* [WHAT YOU SHOULD DO]: Extract every line of the records below verbatim, without any alteration. Omit the pictures from your answer.

>>>

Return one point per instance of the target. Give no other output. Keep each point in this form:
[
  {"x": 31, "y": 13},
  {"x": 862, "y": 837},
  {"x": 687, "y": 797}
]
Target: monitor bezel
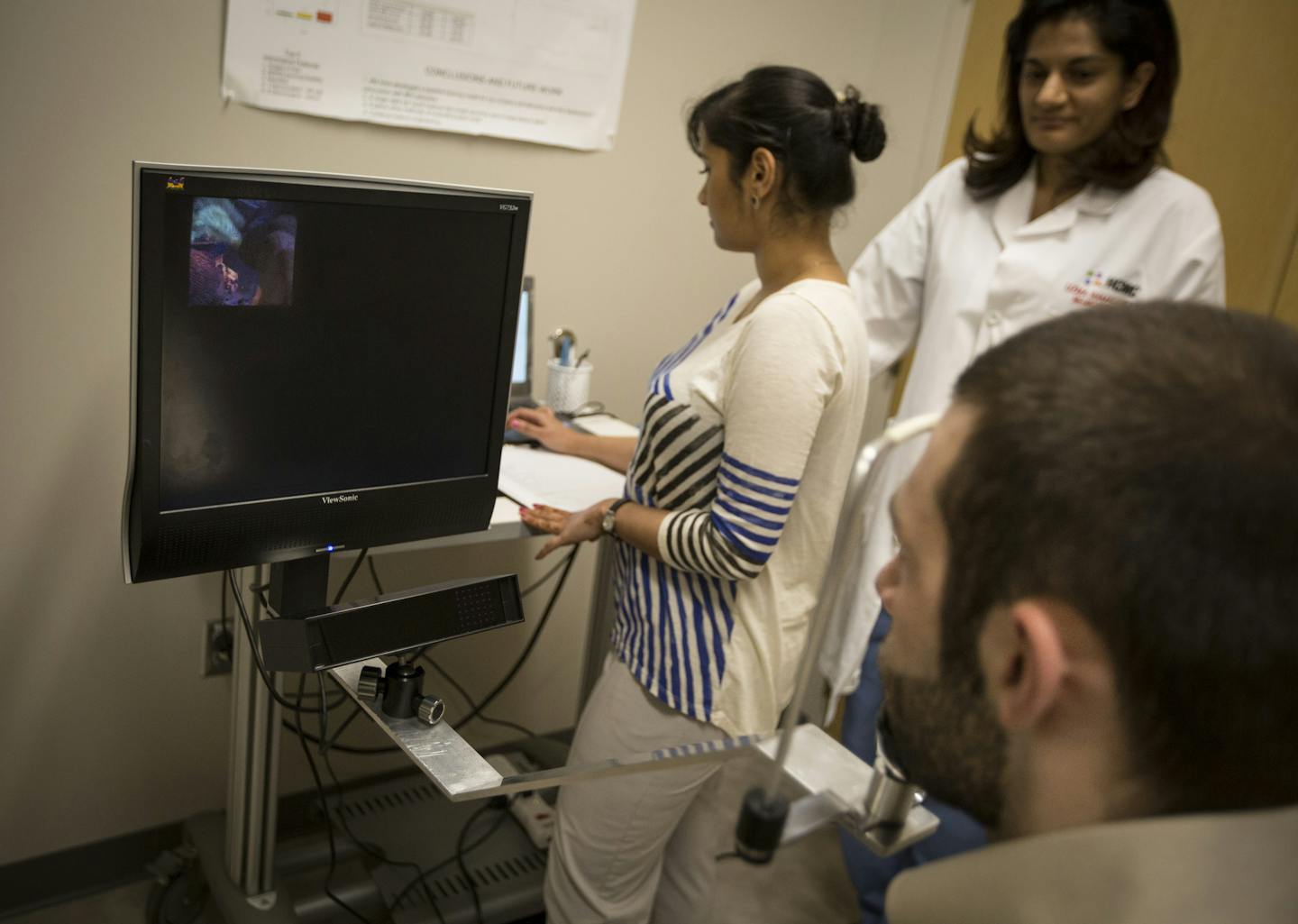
[
  {"x": 524, "y": 389},
  {"x": 382, "y": 514}
]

<<<

* [RESULT OF THIS EXERCISE]:
Return one point per instance of the target. Give no other output. Keep each point in this form:
[
  {"x": 31, "y": 13},
  {"x": 862, "y": 837},
  {"x": 687, "y": 797}
]
Target: monitor bezel
[
  {"x": 524, "y": 389},
  {"x": 382, "y": 514}
]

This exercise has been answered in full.